Textauszug:

Niederlage für Berlusconi
Gegen Mattarellas Kandidatur hatte sich die oppositionelle Mitte-rechts-Partei Forza Italia (FI) um Ex-Premier Silvio Berlusconi vehement gestemmt. Mattarella gilt als politischer Widersacher des rechtskräftig verurteilten Fernsehunternehmers. Berlusconi hatte vergebens für einen gemeinsamen Kandidaten Druck auf Renzi gemacht, doch der Premier beschloss, ohne die Unterstützung der FI die Kandidatur Mattarellas im Parlament durchzubringen. Renzi schaffte es mit der Unterstützung der verbündeten Rechtspartei NDC und anderer Kleinparteien.
Die Abstimmungsberechtigten von Berlusconis FI wurden aufgerufen, auch im vierten Wahlgang leere Stimmzettel abzugeben. Einige von ihnen hielten sich jedoch bei der geheimen Abstimmung nicht an die Parteianweisungen und stimmten für Mattarella.
Napolitano zufrieden mit Nachfolgerwahl
Der neue Präsident tritt die Nachfolge von Giorgio Napolitano an. Der 89-Jährige hatte Mitte Jänner unter Verweis auf sein hohes Alter seinen Rücktritt als Staatspräsident erklärt. Napolitano begrüßte die Wahl Mattarellas. „Sergio Mattarella ist ein loyaler und korrekter Staatsdiener von großer Kompetenz“, sagte Napolitano, der seit 2006 im Amt war.

Gespeicherte Einträge:
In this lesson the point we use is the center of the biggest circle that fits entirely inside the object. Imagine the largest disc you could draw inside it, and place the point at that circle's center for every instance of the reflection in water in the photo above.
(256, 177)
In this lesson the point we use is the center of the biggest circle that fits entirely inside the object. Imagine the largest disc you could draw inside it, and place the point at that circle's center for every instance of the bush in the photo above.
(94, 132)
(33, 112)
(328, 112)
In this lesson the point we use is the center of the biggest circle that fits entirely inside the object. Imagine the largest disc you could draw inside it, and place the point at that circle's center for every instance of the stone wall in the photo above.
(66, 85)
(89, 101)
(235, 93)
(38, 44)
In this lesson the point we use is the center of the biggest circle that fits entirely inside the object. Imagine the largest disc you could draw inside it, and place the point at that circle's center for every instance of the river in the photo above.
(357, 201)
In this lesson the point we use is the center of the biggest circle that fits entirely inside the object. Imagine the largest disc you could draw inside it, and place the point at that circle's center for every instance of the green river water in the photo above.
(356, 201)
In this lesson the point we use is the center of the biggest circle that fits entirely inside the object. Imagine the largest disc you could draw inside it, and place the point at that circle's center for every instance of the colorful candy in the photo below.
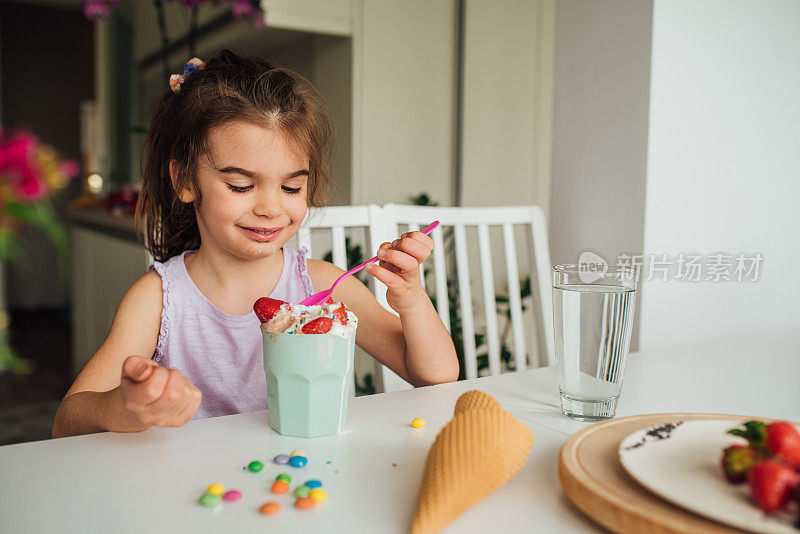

Aufgaben:
A – Beantworten Sie anhand des Textauszugs zur Wahl Mattarellas die folgenden Fragen.
(i) Mit wessen Unterstützung brachte Renzi die Kandidatur Mattarellas durch?
(ii) Wozu wurden die Abstimmungsberechtigten der FI für den vierten Wahlgang aufgerufen?
(iii) Seit welchem Jahr war Napolitano im Amt?
B – Schreiben Sie einen Teil des Textauszugs wörtlich ab, beginnend bei den Worten „Die Abstimmungsberechtigten von“ und endend nach „stimmten für Mattarella.“.

Lösungen:
A –
(i) Mit der Unterstützung der verbündeten Rechtspartei NDC und anderer Kleinparteien.
(ii) Sie sollten auch im vierten Wahlgang leere Stimmzettel abgeben.
(iii) Seit 2006.

B –
Die Abstimmungsberechtigten von Berlusconis FI wurden aufgerufen, auch im vierten Wahlgang leere Stimmzettel abzugeben. Einige von ihnen hielten sich jedoch bei der geheimen Abstimmung nicht an die Parteianweisungen und stimmten für Mattarella.